Given records

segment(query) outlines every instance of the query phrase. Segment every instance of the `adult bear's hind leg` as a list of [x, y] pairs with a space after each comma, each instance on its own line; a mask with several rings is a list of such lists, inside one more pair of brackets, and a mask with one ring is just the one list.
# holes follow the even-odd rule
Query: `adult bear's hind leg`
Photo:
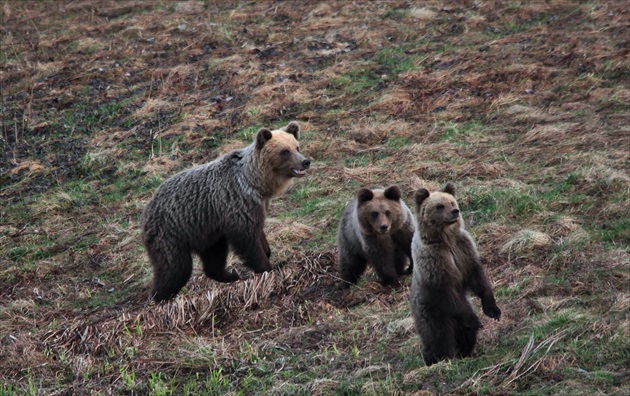
[[151, 292], [153, 300], [159, 303], [175, 297], [192, 274], [190, 251], [174, 246], [152, 244], [147, 246], [147, 252], [153, 266]]

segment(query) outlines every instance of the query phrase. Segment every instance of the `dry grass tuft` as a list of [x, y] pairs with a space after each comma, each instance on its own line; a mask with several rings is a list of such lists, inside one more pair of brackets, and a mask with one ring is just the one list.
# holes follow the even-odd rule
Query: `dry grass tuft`
[[146, 163], [142, 171], [147, 175], [172, 175], [179, 165], [179, 161], [166, 156], [155, 156], [151, 162]]
[[409, 10], [409, 16], [411, 18], [415, 18], [421, 21], [430, 21], [437, 16], [437, 13], [426, 7], [422, 7], [422, 8], [414, 7]]
[[536, 125], [553, 122], [556, 117], [535, 107], [515, 104], [503, 111], [503, 115], [511, 118], [515, 124]]
[[411, 316], [395, 320], [387, 325], [387, 331], [396, 335], [415, 335], [415, 324]]
[[[548, 360], [548, 355], [555, 344], [566, 338], [575, 329], [564, 329], [536, 344], [532, 334], [529, 341], [521, 351], [518, 359], [508, 360], [490, 367], [478, 370], [471, 378], [464, 381], [456, 390], [467, 387], [478, 387], [483, 382], [494, 381], [495, 386], [505, 390], [513, 389], [513, 383], [518, 379], [533, 375], [541, 365]], [[500, 380], [503, 372], [509, 372], [507, 378]]]
[[375, 150], [377, 149], [375, 146], [385, 143], [391, 136], [408, 136], [412, 134], [412, 131], [413, 128], [409, 123], [400, 120], [385, 123], [365, 120], [353, 123], [348, 130], [348, 135], [356, 142], [367, 144]]
[[[534, 336], [532, 335], [529, 338], [527, 345], [525, 345], [525, 348], [523, 348], [523, 351], [521, 351], [521, 356], [512, 367], [510, 375], [506, 379], [505, 386], [512, 384], [517, 379], [523, 376], [532, 375], [534, 372], [536, 372], [536, 370], [545, 360], [545, 357], [549, 354], [553, 346], [558, 341], [568, 336], [572, 331], [573, 329], [570, 328], [559, 331], [556, 334], [553, 334], [552, 336], [544, 339], [536, 346], [534, 346]], [[542, 356], [536, 356], [536, 359], [534, 360], [534, 356], [537, 355], [540, 351], [543, 351]]]
[[523, 135], [519, 142], [524, 145], [558, 147], [567, 140], [567, 135], [575, 130], [577, 125], [560, 123], [537, 126]]
[[333, 257], [332, 253], [294, 255], [287, 258], [293, 265], [280, 265], [271, 272], [240, 282], [227, 285], [211, 282], [210, 290], [182, 294], [170, 302], [149, 304], [121, 315], [113, 313], [96, 320], [78, 318], [69, 326], [49, 332], [42, 341], [51, 348], [64, 348], [75, 354], [100, 355], [122, 345], [130, 331], [138, 335], [199, 331], [212, 326], [217, 318], [228, 320], [268, 306], [274, 296], [282, 295], [285, 299], [292, 296], [289, 300], [299, 300], [302, 293], [316, 287], [322, 289], [315, 297], [322, 298], [327, 293], [326, 285], [332, 287], [336, 280], [331, 274]]
[[310, 383], [310, 392], [313, 396], [326, 396], [339, 386], [339, 381], [329, 378], [319, 378]]
[[501, 254], [519, 255], [528, 250], [546, 248], [551, 245], [549, 235], [536, 230], [521, 230], [504, 244], [499, 252]]
[[369, 109], [396, 117], [412, 112], [415, 106], [416, 104], [411, 94], [407, 91], [400, 90], [383, 94], [369, 106]]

Exercise objective
Filter the listing above down to the lines that contain the word "bear".

Reply
segment(query) outlines every instance of the query phrase. Segment every instance of the `adult bear's hind leg` as a list of [x, y] pairs with a space after each comma, each instance on its own line; a mask with several rings is a list of such lists, inside one more pair of brackets, and a mask with one ring is just the one list.
Query: `adult bear's hind leg`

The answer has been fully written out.